Task objective: Reproduce the following records word for word, starting at the line that contains "the officer's back" and stopping after the line that contains "point(44, 180)".
-- START Exercise data --
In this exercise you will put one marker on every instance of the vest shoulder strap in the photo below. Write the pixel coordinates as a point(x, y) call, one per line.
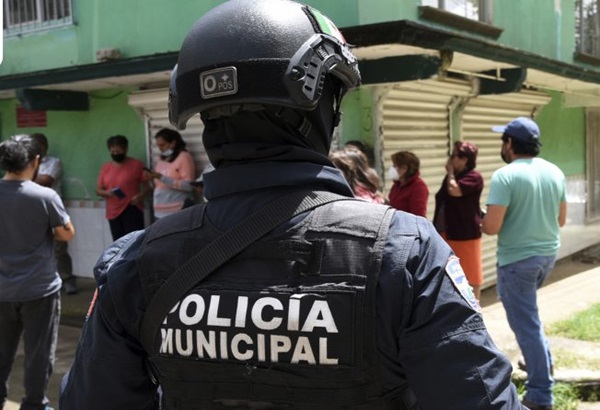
point(221, 250)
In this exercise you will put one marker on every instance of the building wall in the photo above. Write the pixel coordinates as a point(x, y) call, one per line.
point(552, 35)
point(563, 136)
point(79, 138)
point(147, 27)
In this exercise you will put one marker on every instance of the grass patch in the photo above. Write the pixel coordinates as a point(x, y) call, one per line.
point(566, 397)
point(569, 359)
point(584, 325)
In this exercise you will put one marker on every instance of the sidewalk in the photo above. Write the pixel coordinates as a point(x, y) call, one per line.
point(572, 287)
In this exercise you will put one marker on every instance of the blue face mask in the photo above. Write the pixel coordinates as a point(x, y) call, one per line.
point(392, 174)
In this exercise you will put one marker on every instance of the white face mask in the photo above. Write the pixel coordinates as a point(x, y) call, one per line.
point(167, 153)
point(392, 174)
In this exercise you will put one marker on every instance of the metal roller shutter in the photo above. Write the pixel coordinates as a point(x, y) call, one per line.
point(415, 117)
point(154, 106)
point(478, 117)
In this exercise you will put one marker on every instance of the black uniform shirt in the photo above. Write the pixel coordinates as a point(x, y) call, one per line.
point(429, 329)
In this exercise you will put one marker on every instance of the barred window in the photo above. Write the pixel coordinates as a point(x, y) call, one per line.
point(479, 10)
point(23, 16)
point(587, 23)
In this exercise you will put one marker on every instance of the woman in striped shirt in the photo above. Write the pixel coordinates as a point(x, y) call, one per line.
point(173, 172)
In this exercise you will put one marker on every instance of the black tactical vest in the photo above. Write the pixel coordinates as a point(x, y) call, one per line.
point(289, 323)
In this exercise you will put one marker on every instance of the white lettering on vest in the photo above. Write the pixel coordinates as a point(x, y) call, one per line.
point(279, 344)
point(187, 351)
point(167, 341)
point(320, 316)
point(257, 317)
point(208, 346)
point(213, 310)
point(303, 351)
point(197, 303)
point(294, 313)
point(323, 359)
point(235, 347)
point(241, 311)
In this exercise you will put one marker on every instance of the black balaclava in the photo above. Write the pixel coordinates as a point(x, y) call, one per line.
point(259, 136)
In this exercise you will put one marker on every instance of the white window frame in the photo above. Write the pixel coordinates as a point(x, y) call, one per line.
point(484, 8)
point(36, 15)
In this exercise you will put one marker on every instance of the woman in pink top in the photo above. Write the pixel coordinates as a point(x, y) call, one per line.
point(363, 180)
point(409, 192)
point(119, 182)
point(173, 172)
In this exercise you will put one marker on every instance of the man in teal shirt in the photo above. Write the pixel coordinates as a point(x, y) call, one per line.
point(526, 206)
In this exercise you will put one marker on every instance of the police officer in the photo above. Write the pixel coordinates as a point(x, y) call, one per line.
point(348, 305)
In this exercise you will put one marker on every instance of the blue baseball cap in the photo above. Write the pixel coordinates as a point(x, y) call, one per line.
point(522, 129)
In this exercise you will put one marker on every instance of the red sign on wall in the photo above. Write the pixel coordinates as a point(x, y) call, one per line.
point(28, 118)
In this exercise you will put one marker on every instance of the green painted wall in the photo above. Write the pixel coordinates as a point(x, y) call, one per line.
point(563, 135)
point(147, 27)
point(552, 35)
point(358, 122)
point(79, 138)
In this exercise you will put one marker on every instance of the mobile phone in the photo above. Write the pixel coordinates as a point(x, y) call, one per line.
point(118, 192)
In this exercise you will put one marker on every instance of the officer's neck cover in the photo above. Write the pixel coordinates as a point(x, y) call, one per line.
point(252, 136)
point(277, 81)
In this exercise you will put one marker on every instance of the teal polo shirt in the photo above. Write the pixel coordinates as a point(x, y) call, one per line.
point(531, 189)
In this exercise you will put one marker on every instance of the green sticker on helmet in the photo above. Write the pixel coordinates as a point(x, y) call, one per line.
point(327, 25)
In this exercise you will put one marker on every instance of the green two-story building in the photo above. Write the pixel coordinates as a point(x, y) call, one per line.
point(434, 71)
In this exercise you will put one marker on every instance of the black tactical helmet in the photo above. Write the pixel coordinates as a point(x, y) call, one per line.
point(250, 53)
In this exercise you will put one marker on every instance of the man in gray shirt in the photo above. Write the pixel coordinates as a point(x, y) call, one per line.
point(32, 217)
point(50, 175)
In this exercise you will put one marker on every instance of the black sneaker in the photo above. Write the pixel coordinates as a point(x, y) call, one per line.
point(533, 406)
point(70, 289)
point(522, 366)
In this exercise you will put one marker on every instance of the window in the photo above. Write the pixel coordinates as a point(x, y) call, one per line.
point(23, 16)
point(480, 10)
point(587, 25)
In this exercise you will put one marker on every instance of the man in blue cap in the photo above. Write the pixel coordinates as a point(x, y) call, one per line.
point(526, 207)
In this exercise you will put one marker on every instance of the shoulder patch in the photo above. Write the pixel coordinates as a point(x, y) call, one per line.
point(457, 275)
point(92, 305)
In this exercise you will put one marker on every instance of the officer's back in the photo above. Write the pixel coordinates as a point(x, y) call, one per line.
point(347, 305)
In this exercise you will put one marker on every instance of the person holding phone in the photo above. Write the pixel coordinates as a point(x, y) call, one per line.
point(121, 183)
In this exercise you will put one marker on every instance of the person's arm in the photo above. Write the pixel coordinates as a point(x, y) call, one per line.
point(49, 171)
point(101, 189)
point(186, 173)
point(418, 199)
point(65, 232)
point(110, 366)
point(493, 220)
point(451, 185)
point(430, 324)
point(562, 214)
point(44, 180)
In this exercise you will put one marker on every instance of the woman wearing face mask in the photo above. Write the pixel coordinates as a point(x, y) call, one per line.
point(121, 183)
point(409, 192)
point(457, 214)
point(173, 172)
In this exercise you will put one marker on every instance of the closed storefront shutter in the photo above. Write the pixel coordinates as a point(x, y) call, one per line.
point(479, 116)
point(415, 117)
point(154, 105)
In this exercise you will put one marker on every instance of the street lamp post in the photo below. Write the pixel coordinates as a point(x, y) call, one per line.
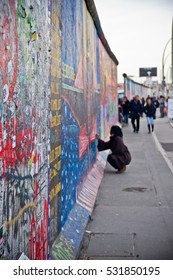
point(163, 62)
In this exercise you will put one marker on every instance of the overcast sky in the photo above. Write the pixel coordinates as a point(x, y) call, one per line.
point(137, 32)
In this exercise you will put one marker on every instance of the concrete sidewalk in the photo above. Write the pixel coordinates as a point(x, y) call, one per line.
point(133, 215)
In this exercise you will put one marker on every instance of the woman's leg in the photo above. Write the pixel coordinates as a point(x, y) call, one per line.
point(152, 124)
point(149, 123)
point(112, 162)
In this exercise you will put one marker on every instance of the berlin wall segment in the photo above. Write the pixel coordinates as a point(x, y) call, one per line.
point(58, 88)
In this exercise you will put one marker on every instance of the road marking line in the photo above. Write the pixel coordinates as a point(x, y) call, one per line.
point(163, 153)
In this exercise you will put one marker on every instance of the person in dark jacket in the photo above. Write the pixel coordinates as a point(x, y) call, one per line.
point(126, 107)
point(150, 112)
point(135, 113)
point(120, 156)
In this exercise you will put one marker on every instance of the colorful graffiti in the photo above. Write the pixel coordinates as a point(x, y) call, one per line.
point(57, 90)
point(24, 133)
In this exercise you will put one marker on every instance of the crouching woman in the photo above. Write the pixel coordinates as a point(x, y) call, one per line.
point(120, 156)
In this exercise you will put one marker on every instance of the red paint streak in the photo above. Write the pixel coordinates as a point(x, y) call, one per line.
point(32, 238)
point(7, 44)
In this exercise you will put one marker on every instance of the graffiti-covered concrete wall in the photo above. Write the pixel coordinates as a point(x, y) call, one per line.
point(57, 90)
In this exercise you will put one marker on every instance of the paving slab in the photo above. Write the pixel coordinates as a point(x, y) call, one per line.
point(138, 203)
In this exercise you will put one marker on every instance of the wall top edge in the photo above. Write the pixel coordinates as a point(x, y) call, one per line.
point(93, 12)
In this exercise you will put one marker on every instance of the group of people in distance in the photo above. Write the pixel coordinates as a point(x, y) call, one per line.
point(135, 109)
point(120, 155)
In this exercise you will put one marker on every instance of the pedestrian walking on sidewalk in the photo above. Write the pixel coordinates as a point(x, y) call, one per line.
point(162, 105)
point(135, 113)
point(126, 107)
point(120, 156)
point(150, 112)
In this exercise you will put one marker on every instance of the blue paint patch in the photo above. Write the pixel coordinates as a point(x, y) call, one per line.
point(67, 245)
point(73, 170)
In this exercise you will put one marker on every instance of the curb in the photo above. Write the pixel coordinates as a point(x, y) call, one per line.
point(68, 243)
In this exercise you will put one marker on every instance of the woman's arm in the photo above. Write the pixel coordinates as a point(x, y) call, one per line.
point(102, 145)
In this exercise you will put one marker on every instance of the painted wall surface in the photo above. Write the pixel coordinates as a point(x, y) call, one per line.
point(132, 88)
point(57, 90)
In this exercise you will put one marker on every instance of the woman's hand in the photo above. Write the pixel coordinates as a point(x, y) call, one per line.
point(96, 136)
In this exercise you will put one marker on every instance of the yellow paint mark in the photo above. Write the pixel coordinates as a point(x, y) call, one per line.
point(14, 220)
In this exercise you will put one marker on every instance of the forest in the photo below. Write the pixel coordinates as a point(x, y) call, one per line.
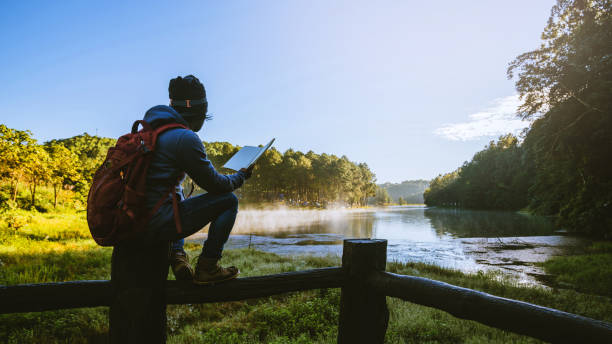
point(67, 167)
point(561, 165)
point(406, 192)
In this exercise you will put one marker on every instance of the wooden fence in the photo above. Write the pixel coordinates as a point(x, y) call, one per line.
point(138, 305)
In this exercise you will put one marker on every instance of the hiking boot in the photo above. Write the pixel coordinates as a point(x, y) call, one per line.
point(208, 271)
point(180, 266)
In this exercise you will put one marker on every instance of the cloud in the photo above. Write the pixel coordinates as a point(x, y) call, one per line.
point(498, 119)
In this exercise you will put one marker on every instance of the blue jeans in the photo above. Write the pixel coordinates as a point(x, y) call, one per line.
point(219, 210)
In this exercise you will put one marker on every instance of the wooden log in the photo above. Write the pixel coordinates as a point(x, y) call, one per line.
point(253, 287)
point(138, 306)
point(511, 315)
point(363, 312)
point(64, 295)
point(51, 296)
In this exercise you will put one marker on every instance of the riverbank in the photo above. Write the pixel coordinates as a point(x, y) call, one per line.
point(57, 247)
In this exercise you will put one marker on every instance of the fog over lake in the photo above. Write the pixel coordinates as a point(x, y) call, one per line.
point(460, 239)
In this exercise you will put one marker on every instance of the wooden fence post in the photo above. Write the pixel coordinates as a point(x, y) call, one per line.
point(138, 307)
point(363, 313)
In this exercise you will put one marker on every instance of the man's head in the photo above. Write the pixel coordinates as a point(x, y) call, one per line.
point(188, 98)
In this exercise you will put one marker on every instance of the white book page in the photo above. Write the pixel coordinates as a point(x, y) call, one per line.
point(242, 158)
point(263, 150)
point(246, 157)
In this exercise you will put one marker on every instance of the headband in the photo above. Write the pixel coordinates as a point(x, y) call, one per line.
point(188, 102)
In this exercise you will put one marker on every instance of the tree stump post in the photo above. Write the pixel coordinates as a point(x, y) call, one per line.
point(363, 313)
point(138, 279)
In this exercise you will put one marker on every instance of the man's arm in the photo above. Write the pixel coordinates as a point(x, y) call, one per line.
point(191, 157)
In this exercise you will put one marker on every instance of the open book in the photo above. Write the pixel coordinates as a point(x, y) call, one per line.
point(246, 157)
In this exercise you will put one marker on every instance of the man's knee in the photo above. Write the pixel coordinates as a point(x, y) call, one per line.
point(233, 201)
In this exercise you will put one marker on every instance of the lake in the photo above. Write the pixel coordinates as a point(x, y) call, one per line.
point(510, 242)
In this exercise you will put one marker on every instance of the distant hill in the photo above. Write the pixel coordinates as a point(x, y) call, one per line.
point(410, 190)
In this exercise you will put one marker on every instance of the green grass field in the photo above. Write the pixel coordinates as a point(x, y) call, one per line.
point(57, 247)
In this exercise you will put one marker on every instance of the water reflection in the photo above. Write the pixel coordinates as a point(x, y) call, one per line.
point(459, 239)
point(487, 224)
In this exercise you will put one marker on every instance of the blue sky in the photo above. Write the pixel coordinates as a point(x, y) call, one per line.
point(413, 88)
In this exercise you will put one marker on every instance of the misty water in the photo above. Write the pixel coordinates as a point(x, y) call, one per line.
point(466, 240)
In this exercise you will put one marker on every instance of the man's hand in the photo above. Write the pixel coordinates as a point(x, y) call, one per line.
point(247, 171)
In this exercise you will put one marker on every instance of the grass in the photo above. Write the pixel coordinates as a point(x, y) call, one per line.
point(57, 247)
point(589, 272)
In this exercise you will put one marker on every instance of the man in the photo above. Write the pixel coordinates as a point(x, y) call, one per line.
point(180, 151)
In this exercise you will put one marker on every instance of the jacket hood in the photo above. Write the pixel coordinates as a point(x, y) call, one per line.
point(163, 114)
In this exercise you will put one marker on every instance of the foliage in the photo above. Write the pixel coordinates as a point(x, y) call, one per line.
point(563, 166)
point(497, 177)
point(90, 152)
point(588, 272)
point(411, 191)
point(68, 166)
point(41, 252)
point(300, 179)
point(571, 74)
point(381, 197)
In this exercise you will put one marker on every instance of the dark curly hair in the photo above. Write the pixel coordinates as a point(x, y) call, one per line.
point(188, 87)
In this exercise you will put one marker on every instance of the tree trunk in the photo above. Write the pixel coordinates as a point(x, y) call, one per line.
point(33, 192)
point(363, 312)
point(54, 196)
point(15, 191)
point(138, 279)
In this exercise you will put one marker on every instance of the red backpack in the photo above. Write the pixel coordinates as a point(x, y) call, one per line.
point(116, 209)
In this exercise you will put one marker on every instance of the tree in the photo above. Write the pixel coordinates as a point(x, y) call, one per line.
point(63, 168)
point(37, 169)
point(15, 150)
point(565, 86)
point(382, 196)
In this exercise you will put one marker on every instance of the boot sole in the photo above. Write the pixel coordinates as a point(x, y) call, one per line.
point(215, 281)
point(183, 274)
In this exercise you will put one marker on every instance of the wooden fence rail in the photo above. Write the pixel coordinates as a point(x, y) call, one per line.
point(363, 311)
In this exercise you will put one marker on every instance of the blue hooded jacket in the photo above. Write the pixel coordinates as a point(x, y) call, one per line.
point(179, 151)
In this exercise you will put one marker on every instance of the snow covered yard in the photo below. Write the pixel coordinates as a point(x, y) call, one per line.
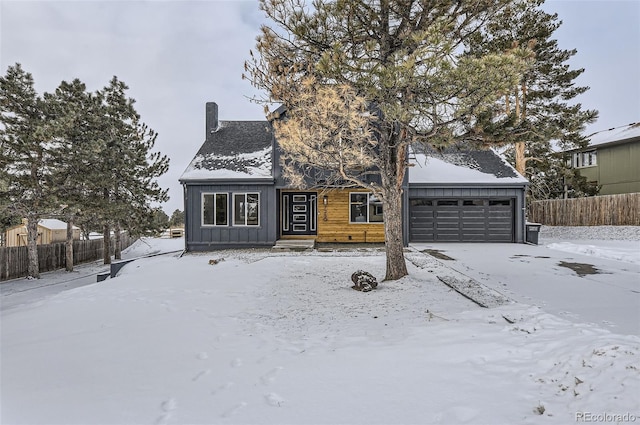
-- END Exercise data --
Output for this exercise:
In this exercise you will put one marker on every instance of the officer's back in the photo above. Write the pixel coordinates as a point(x, y) call, one per line.
point(347, 305)
In this exercise you will put one marker on every instance of the person holding phone in the photo above. Write the pixel coordinates as a point(x, y) call, one per line.
point(121, 183)
In this exercise you will put one marker on every instance of the person's arm in the photo above. Write the pixel coordinates as a point(x, y) call, one per line.
point(49, 171)
point(101, 189)
point(186, 173)
point(418, 199)
point(65, 232)
point(110, 366)
point(493, 220)
point(451, 185)
point(430, 324)
point(562, 214)
point(44, 180)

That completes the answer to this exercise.